(Collection entries)
• • • • •

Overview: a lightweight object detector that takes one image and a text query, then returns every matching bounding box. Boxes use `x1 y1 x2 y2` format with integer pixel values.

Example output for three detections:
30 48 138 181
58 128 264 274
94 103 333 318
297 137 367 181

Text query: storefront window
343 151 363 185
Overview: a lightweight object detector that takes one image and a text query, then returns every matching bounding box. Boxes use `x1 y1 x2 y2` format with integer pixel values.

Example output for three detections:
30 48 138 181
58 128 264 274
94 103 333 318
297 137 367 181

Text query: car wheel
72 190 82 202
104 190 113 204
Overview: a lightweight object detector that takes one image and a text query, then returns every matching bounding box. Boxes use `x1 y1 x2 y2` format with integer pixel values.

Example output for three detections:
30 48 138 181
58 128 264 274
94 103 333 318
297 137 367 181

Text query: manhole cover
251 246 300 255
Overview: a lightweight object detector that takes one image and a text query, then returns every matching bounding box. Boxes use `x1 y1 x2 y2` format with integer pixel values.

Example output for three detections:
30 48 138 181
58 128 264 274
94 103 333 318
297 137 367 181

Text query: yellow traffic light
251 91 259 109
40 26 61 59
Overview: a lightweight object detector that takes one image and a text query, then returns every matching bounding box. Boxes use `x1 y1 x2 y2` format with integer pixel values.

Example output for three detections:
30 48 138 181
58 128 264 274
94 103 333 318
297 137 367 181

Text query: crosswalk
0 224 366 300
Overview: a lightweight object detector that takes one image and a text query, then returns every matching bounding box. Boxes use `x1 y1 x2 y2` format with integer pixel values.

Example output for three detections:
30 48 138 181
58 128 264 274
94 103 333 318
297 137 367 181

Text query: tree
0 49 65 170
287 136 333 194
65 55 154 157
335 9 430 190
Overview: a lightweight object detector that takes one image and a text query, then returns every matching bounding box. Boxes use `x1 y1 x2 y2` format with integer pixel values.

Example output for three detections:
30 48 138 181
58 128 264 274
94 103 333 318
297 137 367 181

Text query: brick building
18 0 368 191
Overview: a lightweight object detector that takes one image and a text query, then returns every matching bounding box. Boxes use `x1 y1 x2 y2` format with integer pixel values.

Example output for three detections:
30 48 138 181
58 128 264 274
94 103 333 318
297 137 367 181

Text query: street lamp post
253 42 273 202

• • • • •

- **Task details**
Update the material from its first line through the line containing "251 246 300 255", changing "lightweight" to "compact" and leaving everything else as it is. Return only those lines.

- **Task solution**
Overview: a compact object detector that takes one image and a text query, then returns every matching bounding box. Boxes use `x1 y1 x2 y2` format with integer pixel values.

Example output for three detections:
30 48 138 181
58 128 264 274
94 103 333 318
297 137 367 181

Text query: storefront window
343 151 363 185
Overview: a compact object detector that takes one image and a text query, then returns every matching bounding box. Boxes use `x1 y1 x2 y2` format with integer pixel values.

Example output for three detections:
30 48 138 181
58 128 264 274
94 103 333 318
297 137 367 181

Text query: car wheel
72 190 82 202
104 190 113 204
Overview: a compact object detector that takes one image and a text query, then returns every matching bounding box. Boxes use `x1 y1 x2 y2` format with integer pixel values.

Example output for three detections:
30 48 138 181
58 128 264 274
94 103 333 318
297 137 367 181

Text query: manhole cover
251 246 300 255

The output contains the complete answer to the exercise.